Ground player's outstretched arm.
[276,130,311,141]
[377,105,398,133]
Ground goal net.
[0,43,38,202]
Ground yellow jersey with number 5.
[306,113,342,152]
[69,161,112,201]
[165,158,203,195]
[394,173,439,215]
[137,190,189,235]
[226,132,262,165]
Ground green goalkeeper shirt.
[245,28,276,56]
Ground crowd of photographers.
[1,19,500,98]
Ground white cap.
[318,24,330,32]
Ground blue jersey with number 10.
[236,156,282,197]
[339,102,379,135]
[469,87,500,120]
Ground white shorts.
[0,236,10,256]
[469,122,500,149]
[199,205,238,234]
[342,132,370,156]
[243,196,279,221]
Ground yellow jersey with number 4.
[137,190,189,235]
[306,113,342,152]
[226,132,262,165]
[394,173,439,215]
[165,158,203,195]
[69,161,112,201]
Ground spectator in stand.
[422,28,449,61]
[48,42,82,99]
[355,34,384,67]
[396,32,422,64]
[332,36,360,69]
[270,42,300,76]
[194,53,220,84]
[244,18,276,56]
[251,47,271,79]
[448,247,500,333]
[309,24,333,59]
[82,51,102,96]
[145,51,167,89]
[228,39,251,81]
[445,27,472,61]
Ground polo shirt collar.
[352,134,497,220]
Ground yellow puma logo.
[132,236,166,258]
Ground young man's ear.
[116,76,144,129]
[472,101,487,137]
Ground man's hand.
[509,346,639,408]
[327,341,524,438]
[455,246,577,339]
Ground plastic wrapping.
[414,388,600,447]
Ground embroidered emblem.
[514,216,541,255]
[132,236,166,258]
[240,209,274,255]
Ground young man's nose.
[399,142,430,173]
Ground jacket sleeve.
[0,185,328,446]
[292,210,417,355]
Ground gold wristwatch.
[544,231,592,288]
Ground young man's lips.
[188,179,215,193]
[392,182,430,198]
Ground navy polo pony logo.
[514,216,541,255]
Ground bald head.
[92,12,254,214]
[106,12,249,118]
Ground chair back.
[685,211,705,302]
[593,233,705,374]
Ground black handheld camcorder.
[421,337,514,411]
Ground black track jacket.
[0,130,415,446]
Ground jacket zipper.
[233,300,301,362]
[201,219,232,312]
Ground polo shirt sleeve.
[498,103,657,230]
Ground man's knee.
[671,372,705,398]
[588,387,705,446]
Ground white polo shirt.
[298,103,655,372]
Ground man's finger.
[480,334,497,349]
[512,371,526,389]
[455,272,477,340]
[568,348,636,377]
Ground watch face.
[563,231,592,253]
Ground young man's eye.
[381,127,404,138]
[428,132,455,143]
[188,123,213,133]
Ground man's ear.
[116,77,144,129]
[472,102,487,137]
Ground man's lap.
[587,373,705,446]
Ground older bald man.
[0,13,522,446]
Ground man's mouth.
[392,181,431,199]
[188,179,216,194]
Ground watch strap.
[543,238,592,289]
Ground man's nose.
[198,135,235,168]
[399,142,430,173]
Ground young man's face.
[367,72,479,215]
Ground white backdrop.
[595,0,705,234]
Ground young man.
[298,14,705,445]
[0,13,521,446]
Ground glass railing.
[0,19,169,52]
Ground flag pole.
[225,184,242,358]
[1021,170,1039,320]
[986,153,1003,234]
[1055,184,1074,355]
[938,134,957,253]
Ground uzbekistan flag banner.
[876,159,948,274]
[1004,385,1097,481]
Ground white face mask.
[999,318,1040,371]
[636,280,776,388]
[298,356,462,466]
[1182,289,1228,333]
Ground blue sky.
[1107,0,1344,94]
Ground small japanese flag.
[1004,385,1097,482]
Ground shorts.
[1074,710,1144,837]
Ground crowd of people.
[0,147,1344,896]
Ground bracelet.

··········

Reproduce all of the rows above verbatim, keeping their original order.

Ground player's outstretched arm.
[276,130,311,141]
[377,105,398,133]
Ground goal net.
[0,43,38,202]
Ground yellow jersey with number 5.
[306,113,342,152]
[69,161,112,201]
[165,158,203,195]
[394,173,439,215]
[137,190,189,235]
[226,132,262,165]
Ground green goalkeeper shirt.
[245,28,276,56]
Ground crowd of photographers.
[1,19,500,98]
Ground white cap.
[318,24,330,32]
Ground blue jersey with number 10.
[236,156,282,197]
[339,102,379,135]
[469,87,500,120]
Ground white shorts.
[0,236,10,256]
[469,122,500,149]
[199,205,238,234]
[342,132,370,156]
[243,196,279,221]
Ground yellow jersey with number 4.
[137,190,189,235]
[306,113,342,152]
[226,132,262,165]
[394,173,439,215]
[165,158,203,195]
[69,161,112,201]
Ground spectator in stand.
[422,28,449,61]
[48,42,82,99]
[355,34,384,67]
[396,32,422,64]
[332,36,360,69]
[270,42,300,76]
[194,53,220,84]
[244,18,276,56]
[251,47,271,79]
[448,247,500,333]
[309,24,333,59]
[82,51,102,96]
[145,51,167,89]
[228,39,251,81]
[445,27,472,61]
Ground polo shirt collar.
[352,134,497,220]
Ground yellow puma logo.
[132,236,166,258]
Ground young man's ear.
[116,76,144,129]
[472,101,487,137]
Ground man's hand.
[509,346,639,408]
[327,341,524,438]
[455,246,577,339]
Ground plastic wrapping.
[414,388,600,447]
Ground embroidered emblem.
[514,216,541,255]
[132,236,166,258]
[240,209,274,255]
Ground young man's nose.
[399,142,430,173]
Ground jacket sleeve.
[0,185,328,446]
[292,210,417,355]
Ground gold wristwatch.
[544,231,592,288]
Ground young man's lips.
[188,179,215,193]
[392,182,430,198]
Ground navy polo pony logo.
[514,216,541,255]
Ground bald head.
[92,12,254,214]
[106,12,249,118]
Ground chair back.
[685,211,705,302]
[593,233,705,374]
Ground black handheld camcorder.
[421,337,514,411]
Ground black track jacket.
[0,130,415,446]
Ground jacket zipper.
[233,300,301,362]
[201,219,232,312]
Ground polo shirt sleeve.
[498,103,657,230]
Ground man's knee.
[671,372,705,398]
[588,387,705,446]
Ground white polo shirt.
[298,103,655,372]
Ground man's finger.
[480,334,497,349]
[512,371,526,389]
[455,272,477,340]
[568,348,636,377]
Ground watch face.
[563,231,592,253]
Ground young man's eye.
[381,127,404,138]
[428,132,455,143]
[188,123,213,133]
Ground man's ear.
[116,77,144,129]
[472,102,487,137]
Ground man's lap.
[587,373,705,446]
Ground older bald man.
[0,13,522,446]
Ground man's mouth.
[392,181,431,199]
[188,179,216,194]
Ground watch strap.
[543,238,592,289]
Ground man's nose.
[198,135,235,168]
[399,142,430,173]
Ground young man's face.
[367,72,479,215]
Ground white backdrop.
[595,0,705,234]
Ground young man.
[298,14,705,445]
[0,13,521,446]
Ground glass railing.
[0,19,169,52]
Ground flag pole.
[225,184,242,358]
[1021,170,1039,320]
[986,153,1003,234]
[1055,184,1074,355]
[938,134,957,253]
Ground uzbekistan flag banner.
[876,159,948,274]
[1004,385,1097,481]
Ground white face mask.
[999,318,1040,371]
[636,280,776,388]
[298,356,462,466]
[1182,289,1228,333]
Ground blue sky.
[1107,0,1344,94]
Ground small japanese flag.
[1004,385,1097,482]
Ground shorts.
[1074,710,1144,837]
Ground crowd of people.
[0,147,1344,896]
Ground bracelet.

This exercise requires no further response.